> **Given text**

I don't think any tax is due until they sell the stock


----------



## UberIsverycaring (Dec 5, 2017)

Rat said:


> I don't think any tax is due until they sell the stock


Oh Rats!!!


----------



## tohunt4me (Nov 23, 2015)

Thousand of Uber Drivers have gone into debt providing a service at rates below value in forced Subsidation of Uber.


----------



## Who is John Galt? (Sep 28, 2016)

Rat said:


> I don't think any tax is due until they sell the stock


Your first three words are correct.

.


----------



## tohunt4me (Nov 23, 2015)

UberIsverycaring said:


> Oh Rats!!!


Uber Cares !


----------



## Cynergie (Apr 10, 2017)

Well now, KARMA IS A REAL B*TCH. 

China will be invading Mexico with Didi in 2018. This will be LyfUber's game changer in N. America next year. 

https://www.theverge.com/2017/12/7/16748178/didi-chuxing-mexico-expand-ride-hail-uber

Looks like Uber's employee drones are seeing the writing on the wall. Rat's are starting to leave the ship folks. 

This Uber employee/shareholders dumping their shares is sweet music to my ears. Because I hope every CS rep that sent me a canned FUBAR response to my genuine concerns and complaints as a driver gets PUNISHED by evil Karma, Murphy's Law AND Lady Fortune, the Goddess of Fate who controls the stock market.

And it's getting worse with Uber exceeding it's $30Billion/quarter burn rate. Uber burned 2X as much as Didi and 7X as much as Lyft in 1Q 2018 this year. Yet investors are STILL insisting on propping up this operationally failed leviathan.....

http://www.zerohedge.com/news/2017-...-uber-opens-its-books-shows-staggering-losses

The rideshare industry is a market with billions in potential to be made. Don't see it going away anytime soon given the growing demand and inability of the taxi industry and public transportation sector to meet it. But to be profitable in this market, you need a profitable business model that doesn't depend on investor money subsidizing the cost of every pax ride. Just so you can claim to be the cheapest rideshare on the market (with the ultimate intent of retaining your market leader status by growing the fastest).

IMO, to be a profitable rideshare, you need an efficient operation that actually generates increasing revenue on a consistent basis. This means RAISING fares to make them profitable for your accounting department, RAISING fares to make them operationally competitive for your driver base and investors, have a transparent driver ranking system that REWARDS top tier drivers, dropping FAKE SURGES designed to control where drivers go etc etc. All without cutting/cheating the very drivers who generate that very revenue for the shareholders. Basically cease and desist screwing over drivers the way Lyft now apparently excels at doing.

When will Uber's investors stop insisting on subsidizing pax rides with their investment dollars? When will they quit this reverse pyramid scheme? Smh

With Didi in the western hemisphere, China will undoubtedly use Mexico as stepping stone to attempt market penetration in N America. Then it's GAME CHANGER TIME. Assuming bilingual LyfUber drivers don't jump the gun and attempt to moonlight by driving in Mexico for Didi that is. LMAO

*IMO as of next year based on it's current business model, Uber is going to be a sinking chicken. With the Titanic trussed to it's leg. All the way to the bottom of the Mariana's Trench....*

_And I hope Travis, Uber's Board of Directors & 100% of Uber CS employees go with it._ 

edit:

".._.Two former Uber employees, both of whom left the company in 2016, told Quartz that Uber gave them just 30 days after departing to exercise their options. One of those former employees paid about $100,000 to exercise more than 20,000 incentive stock options (ISOs), plus a tax bill of over $200,000. The other paid about $70,000 to exercise about 5,000 ISOs, and then about $160,000 in taxes. Both former employees took out loans from family members to make the payments, and requested anonymity to discuss their personal financial situations_..."

> **Tasks**
1. Answer these questions about the Uber forum thread:
(a) In which country does Cynergie say China will launch Didi in 2018?
(b) How many days after departing did Uber give the two former employees to exercise their options?
(c) According to tohunt4me, what have thousands of Uber drivers gone into?
2. Rescale the point coordinates in the rows from the line containing "In this exercise you will locate the blue plastic" to the line containing "<point>172,199</point>", both included, by multiplying each coordinate by 2.45 and rounding to whole numbers, with halves rounded up. Write out only those lines again, request lines included.
The rows that come next are unrelated to the text above.

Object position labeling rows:
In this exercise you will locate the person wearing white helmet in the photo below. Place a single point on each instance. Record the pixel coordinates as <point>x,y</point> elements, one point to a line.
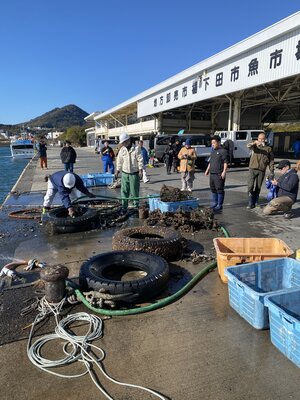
<point>65,184</point>
<point>130,163</point>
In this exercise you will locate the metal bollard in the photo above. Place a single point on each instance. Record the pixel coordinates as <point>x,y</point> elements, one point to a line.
<point>53,278</point>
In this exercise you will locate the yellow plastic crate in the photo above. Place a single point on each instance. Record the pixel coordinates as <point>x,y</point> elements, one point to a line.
<point>236,251</point>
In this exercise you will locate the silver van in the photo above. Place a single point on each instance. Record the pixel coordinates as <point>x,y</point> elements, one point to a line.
<point>201,142</point>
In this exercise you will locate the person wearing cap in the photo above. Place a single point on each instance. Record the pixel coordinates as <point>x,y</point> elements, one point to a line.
<point>176,149</point>
<point>288,185</point>
<point>64,183</point>
<point>108,157</point>
<point>145,156</point>
<point>216,169</point>
<point>187,156</point>
<point>262,156</point>
<point>130,164</point>
<point>68,156</point>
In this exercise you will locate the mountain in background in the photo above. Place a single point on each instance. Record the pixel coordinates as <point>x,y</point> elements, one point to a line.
<point>58,119</point>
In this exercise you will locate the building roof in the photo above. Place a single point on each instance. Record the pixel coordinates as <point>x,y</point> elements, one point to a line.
<point>243,47</point>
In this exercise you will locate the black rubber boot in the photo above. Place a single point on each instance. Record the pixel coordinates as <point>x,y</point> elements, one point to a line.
<point>251,203</point>
<point>213,200</point>
<point>219,206</point>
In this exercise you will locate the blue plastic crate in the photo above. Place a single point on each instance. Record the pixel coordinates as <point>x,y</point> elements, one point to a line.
<point>95,179</point>
<point>103,179</point>
<point>186,205</point>
<point>284,315</point>
<point>88,180</point>
<point>249,284</point>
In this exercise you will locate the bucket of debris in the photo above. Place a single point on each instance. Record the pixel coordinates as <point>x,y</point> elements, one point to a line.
<point>172,199</point>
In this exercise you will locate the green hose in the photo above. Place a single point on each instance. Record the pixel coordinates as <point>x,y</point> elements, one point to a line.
<point>113,198</point>
<point>161,303</point>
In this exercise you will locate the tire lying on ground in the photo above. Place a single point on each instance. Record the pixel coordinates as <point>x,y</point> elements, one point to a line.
<point>121,272</point>
<point>162,241</point>
<point>58,220</point>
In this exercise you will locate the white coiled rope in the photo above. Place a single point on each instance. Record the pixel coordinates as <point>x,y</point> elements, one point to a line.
<point>76,348</point>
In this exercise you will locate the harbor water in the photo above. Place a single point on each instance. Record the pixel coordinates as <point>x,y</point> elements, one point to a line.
<point>11,169</point>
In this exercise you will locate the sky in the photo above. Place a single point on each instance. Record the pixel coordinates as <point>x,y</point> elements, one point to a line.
<point>98,53</point>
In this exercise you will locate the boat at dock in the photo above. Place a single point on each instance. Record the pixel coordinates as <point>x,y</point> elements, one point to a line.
<point>22,148</point>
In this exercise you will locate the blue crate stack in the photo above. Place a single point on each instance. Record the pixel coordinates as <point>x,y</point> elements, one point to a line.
<point>284,314</point>
<point>249,284</point>
<point>95,179</point>
<point>186,205</point>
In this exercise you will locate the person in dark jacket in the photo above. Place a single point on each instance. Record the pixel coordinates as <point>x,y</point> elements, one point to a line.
<point>108,157</point>
<point>68,156</point>
<point>229,146</point>
<point>66,184</point>
<point>262,156</point>
<point>217,168</point>
<point>176,149</point>
<point>168,157</point>
<point>42,149</point>
<point>288,185</point>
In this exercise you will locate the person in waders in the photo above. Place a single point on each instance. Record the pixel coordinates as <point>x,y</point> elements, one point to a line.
<point>130,164</point>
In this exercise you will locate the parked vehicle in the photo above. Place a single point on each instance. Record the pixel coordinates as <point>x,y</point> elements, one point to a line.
<point>200,142</point>
<point>240,139</point>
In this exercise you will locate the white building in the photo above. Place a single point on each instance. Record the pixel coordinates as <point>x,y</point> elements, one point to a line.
<point>253,82</point>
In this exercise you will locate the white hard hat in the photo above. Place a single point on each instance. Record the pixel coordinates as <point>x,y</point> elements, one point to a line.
<point>123,137</point>
<point>69,180</point>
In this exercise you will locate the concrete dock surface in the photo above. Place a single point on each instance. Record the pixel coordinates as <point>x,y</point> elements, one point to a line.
<point>195,348</point>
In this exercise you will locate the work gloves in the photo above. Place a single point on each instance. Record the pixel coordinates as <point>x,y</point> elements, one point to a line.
<point>71,212</point>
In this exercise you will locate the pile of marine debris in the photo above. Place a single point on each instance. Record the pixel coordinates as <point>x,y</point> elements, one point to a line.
<point>185,221</point>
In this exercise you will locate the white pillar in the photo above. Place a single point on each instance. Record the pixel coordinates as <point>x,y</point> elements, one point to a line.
<point>236,114</point>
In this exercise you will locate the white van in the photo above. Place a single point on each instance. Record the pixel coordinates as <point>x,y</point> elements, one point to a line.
<point>241,153</point>
<point>200,142</point>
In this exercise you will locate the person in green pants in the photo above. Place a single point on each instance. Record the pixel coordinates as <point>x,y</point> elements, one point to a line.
<point>130,164</point>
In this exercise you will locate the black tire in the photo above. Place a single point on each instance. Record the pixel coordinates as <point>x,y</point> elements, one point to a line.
<point>58,221</point>
<point>106,271</point>
<point>164,242</point>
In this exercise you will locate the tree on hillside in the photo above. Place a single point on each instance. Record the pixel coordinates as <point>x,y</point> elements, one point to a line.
<point>76,135</point>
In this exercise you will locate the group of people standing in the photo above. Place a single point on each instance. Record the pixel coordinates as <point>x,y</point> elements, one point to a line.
<point>262,157</point>
<point>132,160</point>
<point>68,155</point>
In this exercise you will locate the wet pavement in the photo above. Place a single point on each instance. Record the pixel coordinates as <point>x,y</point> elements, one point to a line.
<point>195,348</point>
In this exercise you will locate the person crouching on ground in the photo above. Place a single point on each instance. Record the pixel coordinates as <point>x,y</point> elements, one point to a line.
<point>217,168</point>
<point>145,160</point>
<point>66,184</point>
<point>42,149</point>
<point>187,157</point>
<point>130,164</point>
<point>288,184</point>
<point>108,158</point>
<point>68,156</point>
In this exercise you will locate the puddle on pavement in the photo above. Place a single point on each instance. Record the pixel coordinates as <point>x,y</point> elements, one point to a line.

> **Full answers**
1.
(a) Mexico
(b) 30 days
(c) Debt

2.
In this exercise you will locate the blue plastic crate in the photo above. Place a single point on each instance. Record the pixel coordinates as <point>x,y</point> elements, one point to a line.
<point>233,439</point>
<point>252,439</point>
<point>456,502</point>
<point>696,772</point>
<point>216,441</point>
<point>610,696</point>
In this exercise you will locate the bucket of debris in the photo above. Place a single point on each instance. Record the pixel coordinates as <point>x,y</point> elements, one point to a line.
<point>421,488</point>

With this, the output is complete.